*** TEXT PROVIDED Section Begins ***

Ukraine’s investment landscape is evolving amid ongoing challenges, with certain sectors showing stronger potential for growth. M&A activity continues, but deal-making is influenced by security risks, regulatory constraints, and financial considerations. Oleg Kovtun, managing partner at FinPoint, and Dmytro Zozulia, Head of M&A at MHP, shared their insights on these issues in a blitz interview for KPMG M&A Radar 2024.
What sectors of the Ukrainian economy do you think are the most promising for investment in the current environment? Have these priorities changed in 2024?
Oleg Kovtun, managing partner at FinPoint:
— Here at FinPoint, we can speak to our areas of expertise as being particularly favourable for investment right now. As mentioned, we have seen success in transactions expanding positions in the fields of pharmaceuticals, agro-processing, and IT. We can also add to these high-tech industries like biotechnology and Ukraine’s rapidly developing defence industry, all of which have significant international potential.
Export-oriented industrial production naturally lends itself to greater international involvement, as well as acquisitions to streamline multimodal logistics and deliver these industrial products to international markets, such as the EU and beyond.
Finally, raw and processed materials for construction and reconstruction are an obvious sector with investment potential as a more stable Ukraine increases its focus on rebuilding and recovery.
Dmytro Zozulia, Head of M&A at MHP:
— Agri-food: frozen food, bakery products, almost the entire value chain, dairy, etc. Defence tech is developing rapidly too, and interest will only grow. Agricultural land is also a stable, low-risk asset.
What are the key prerequisites for successfully closing M&A deals in the current environment?
Oleg Kovtun, managing partner at FinPoint:
— As mentioned earlier, the prerequisites to successfully closing deals are currently shaped by the dynamics and expectations regarding security, which clearly involves concerns about war-related risks.

*** TEXT PROVIDED Section Ends ***
*** RAW DATA Section Begins ***

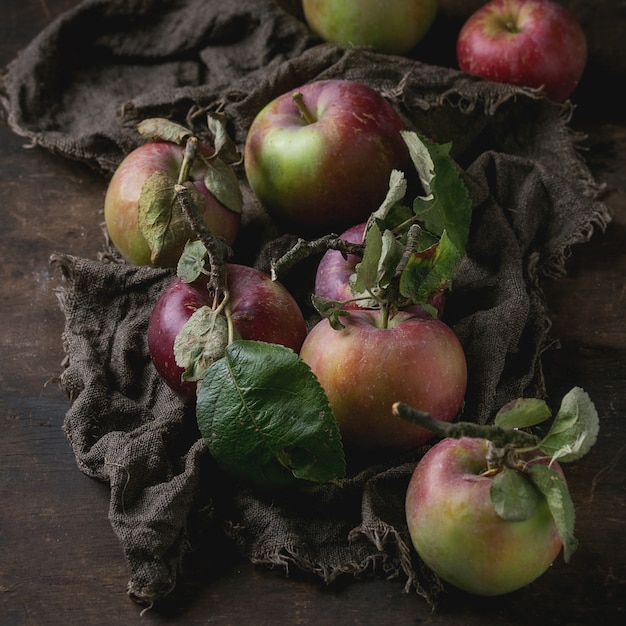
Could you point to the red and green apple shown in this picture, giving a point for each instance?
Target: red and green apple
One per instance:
(319, 157)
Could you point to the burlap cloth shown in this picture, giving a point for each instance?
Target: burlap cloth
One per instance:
(79, 88)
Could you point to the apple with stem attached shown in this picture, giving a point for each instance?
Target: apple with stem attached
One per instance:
(530, 43)
(319, 157)
(335, 269)
(141, 210)
(457, 532)
(261, 309)
(372, 362)
(395, 28)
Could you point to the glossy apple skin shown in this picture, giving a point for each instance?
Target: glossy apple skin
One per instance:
(121, 203)
(324, 175)
(457, 533)
(364, 369)
(547, 49)
(262, 310)
(332, 277)
(391, 27)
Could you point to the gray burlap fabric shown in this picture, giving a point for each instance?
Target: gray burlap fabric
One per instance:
(79, 89)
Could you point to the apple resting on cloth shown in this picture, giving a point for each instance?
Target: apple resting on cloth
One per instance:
(262, 310)
(319, 158)
(367, 366)
(529, 43)
(390, 27)
(457, 532)
(155, 166)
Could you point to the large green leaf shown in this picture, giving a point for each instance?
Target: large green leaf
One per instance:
(265, 417)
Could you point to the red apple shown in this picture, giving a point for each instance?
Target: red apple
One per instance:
(395, 28)
(532, 43)
(319, 157)
(262, 310)
(332, 277)
(457, 532)
(366, 367)
(121, 204)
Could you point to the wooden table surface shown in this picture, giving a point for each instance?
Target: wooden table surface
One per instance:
(59, 560)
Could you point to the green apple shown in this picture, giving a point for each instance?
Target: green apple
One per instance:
(320, 156)
(369, 364)
(457, 532)
(389, 26)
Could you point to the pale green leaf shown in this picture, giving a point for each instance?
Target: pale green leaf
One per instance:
(201, 341)
(514, 497)
(522, 413)
(222, 182)
(553, 487)
(575, 428)
(160, 218)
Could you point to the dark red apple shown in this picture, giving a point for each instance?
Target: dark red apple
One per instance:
(366, 367)
(262, 310)
(531, 43)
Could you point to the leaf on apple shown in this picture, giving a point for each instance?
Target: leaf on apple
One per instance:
(575, 428)
(553, 487)
(159, 216)
(514, 497)
(523, 413)
(265, 417)
(448, 206)
(430, 271)
(412, 252)
(202, 341)
(225, 148)
(222, 182)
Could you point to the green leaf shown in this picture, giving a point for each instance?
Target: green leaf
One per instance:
(162, 129)
(553, 487)
(366, 278)
(429, 272)
(395, 194)
(160, 217)
(421, 158)
(522, 413)
(201, 341)
(192, 261)
(225, 148)
(222, 182)
(330, 309)
(514, 497)
(447, 205)
(575, 428)
(265, 417)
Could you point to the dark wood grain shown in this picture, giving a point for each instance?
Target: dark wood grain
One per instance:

*** RAW DATA Section Ends ***

* YOUR ASSIGNMENT
Carry the interview on Ukrainian investment and M&A deals forward, beginning right after its last sentence about security and war-related risks.

* ANSWER TO THE EXERCISE
As such, investors’ ability to secure deal financing may suffer as a consequence. Nonetheless, this capacity to produce adequate funding for the deal, whether immediately or through staged transactions, remains one of the most important prerequisites.
Dmytro Zozulia, Head of M&A at MHP:
— The first is a shared vision of the future. If the partners understand each other's motives and goals well and the deal design meets the interests of both parties, this is the key to success. There should be no imbalance, as that ruins deals. The second prerequisite is project management. A successful deal means clear planning, constant monitoring, and flexible adjustments, because something always needs fixing before a deal goes ahead.
In your opinion, what are the top-three factors that need to be changed or strengthened to improve the investment climate in Ukraine and attract more foreign investors to Ukraine?
Oleg Kovtun, managing partner at FinPoint:
— The top-three factors that are holding back improvements to foreign investment in Ukraine are clear, though tackling all three will require differing approaches.
- Security is an obvious issue, and the market will require greater levels of certainty if it is to experience a boost in investor confidence.
- Currency regulation is currently another obstacle, though relaxations of restrictions on repatriating and reinvesting funds, as well as on foreign currency exchange, have shown promise and further liberalisation is anticipated in 2025.
- Excessive regulation, as well as legal risks and perceived risks of nationalisation, are the third factor affecting investor confidence, and will require an overall reduction of state intervention in specific sectors in order to encourage the private sector to step in.
Dmytro Zozulia, Head of M&A at MHP:
— The first is clear and equal rules of the game for everyone. If one company pays taxes while another has the option to not do so, competition becomes unequal. The second relates to the traditional challenges facing any business, such as the judicial system and corruption, though I personally do not face such issues.